[SUPPLIED RECORDS]

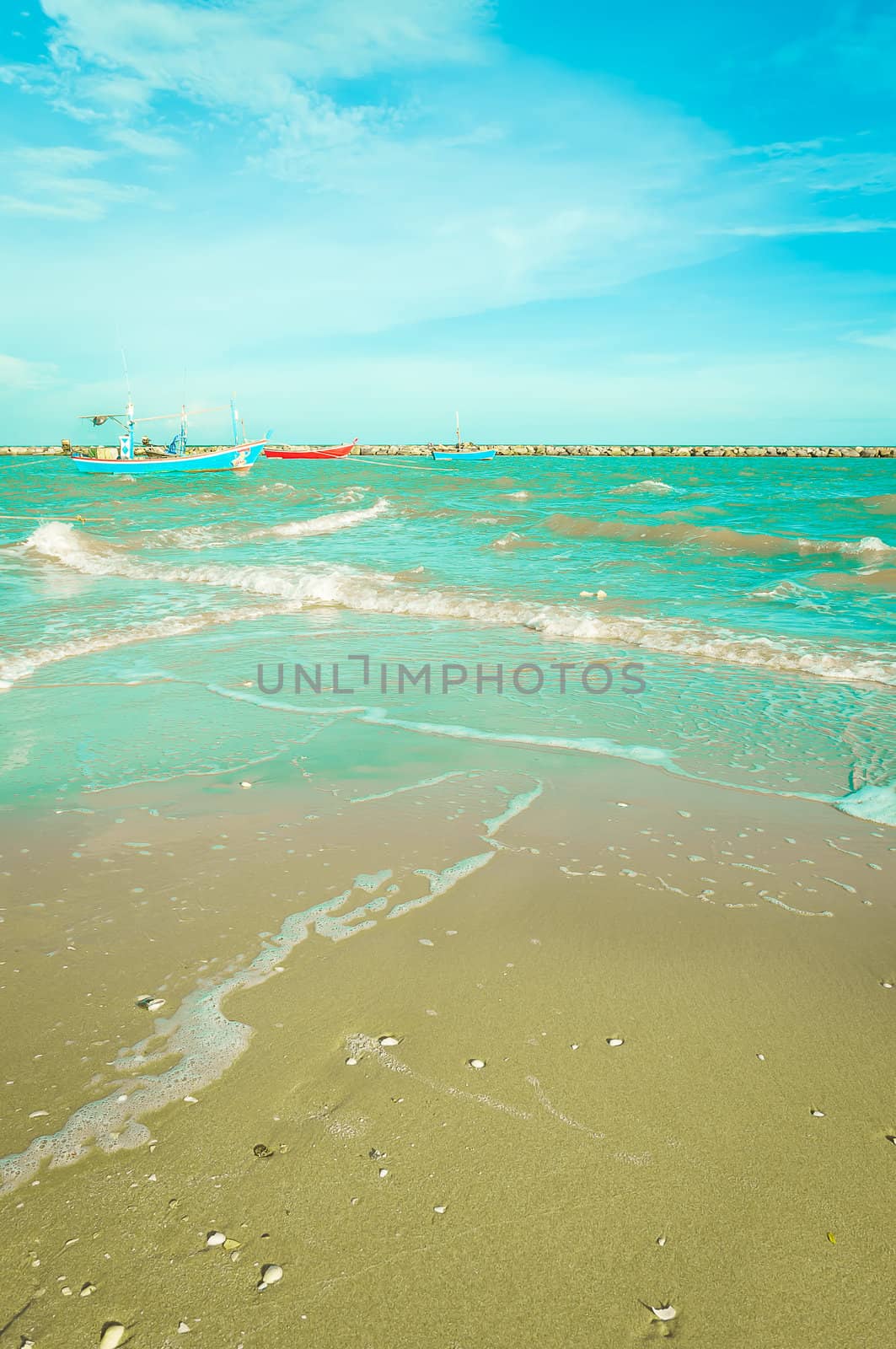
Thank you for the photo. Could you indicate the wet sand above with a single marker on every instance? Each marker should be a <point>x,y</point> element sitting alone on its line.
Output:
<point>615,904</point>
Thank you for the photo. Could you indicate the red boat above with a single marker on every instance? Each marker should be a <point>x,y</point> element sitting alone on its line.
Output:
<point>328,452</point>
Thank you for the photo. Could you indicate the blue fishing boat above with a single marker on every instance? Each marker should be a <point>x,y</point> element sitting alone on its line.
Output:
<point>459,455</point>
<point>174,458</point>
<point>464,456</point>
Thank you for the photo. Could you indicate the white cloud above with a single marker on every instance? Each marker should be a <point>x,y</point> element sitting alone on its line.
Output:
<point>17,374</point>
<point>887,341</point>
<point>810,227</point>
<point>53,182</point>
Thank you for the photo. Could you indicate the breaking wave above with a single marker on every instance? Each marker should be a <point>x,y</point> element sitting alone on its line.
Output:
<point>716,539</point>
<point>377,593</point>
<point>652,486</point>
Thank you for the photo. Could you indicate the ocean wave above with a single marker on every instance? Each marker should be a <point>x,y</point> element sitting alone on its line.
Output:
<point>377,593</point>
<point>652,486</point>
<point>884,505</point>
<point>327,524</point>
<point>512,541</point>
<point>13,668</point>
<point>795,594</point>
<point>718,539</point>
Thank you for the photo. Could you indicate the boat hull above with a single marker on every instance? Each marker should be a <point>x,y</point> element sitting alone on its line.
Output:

[INSTRUCTIONS FOR THE TASK]
Rewrite all the items above with every "marker" replaced by "pin" and nothing else changed, and leave the pictures out.

[REPLY TO THE EXERCISE]
Thank you for the photo. Could you indicate the wet sand above with a single pin on every instance? Each pin should be a <point>x,y</point> element sitting alone on its line.
Output:
<point>615,904</point>
Thank you for the photo. Could you indicate the red boat above with a single pin on every instance? Each pin should be a <point>x,y</point> element sitting alone on its line.
Output:
<point>328,452</point>
Thank you for the photo. Could you indicate the blue fishing boat above with a single pin on every instance? Each pin should be a <point>x,y</point> element sitting alone on its line.
Output:
<point>459,455</point>
<point>174,458</point>
<point>464,456</point>
Thank you for the photo. Could you indicate the white cloud above with a single pin on every instance? Each pin should be a <point>x,y</point> element sitting alone on its line.
Output:
<point>17,374</point>
<point>887,341</point>
<point>810,227</point>
<point>53,182</point>
Thank you for the photo. Could you indicate the breaking wave above with a single pin on every instance? Each pin should be a <point>x,y</point> element sitting alone on its line.
Output:
<point>716,539</point>
<point>377,593</point>
<point>652,486</point>
Thank you for the photo. Could you indicate the ocean wave above with a single pin on every instance? Each pin should be a <point>x,y</point> element sitting alone on its line.
Output:
<point>377,593</point>
<point>652,486</point>
<point>884,505</point>
<point>327,524</point>
<point>512,541</point>
<point>13,668</point>
<point>795,594</point>
<point>718,539</point>
Thank you for the photo. Could you indicate the boat hull above with a single pin on every instance? Each pin should be a <point>x,y</point> element sitting alone on its line.
Output:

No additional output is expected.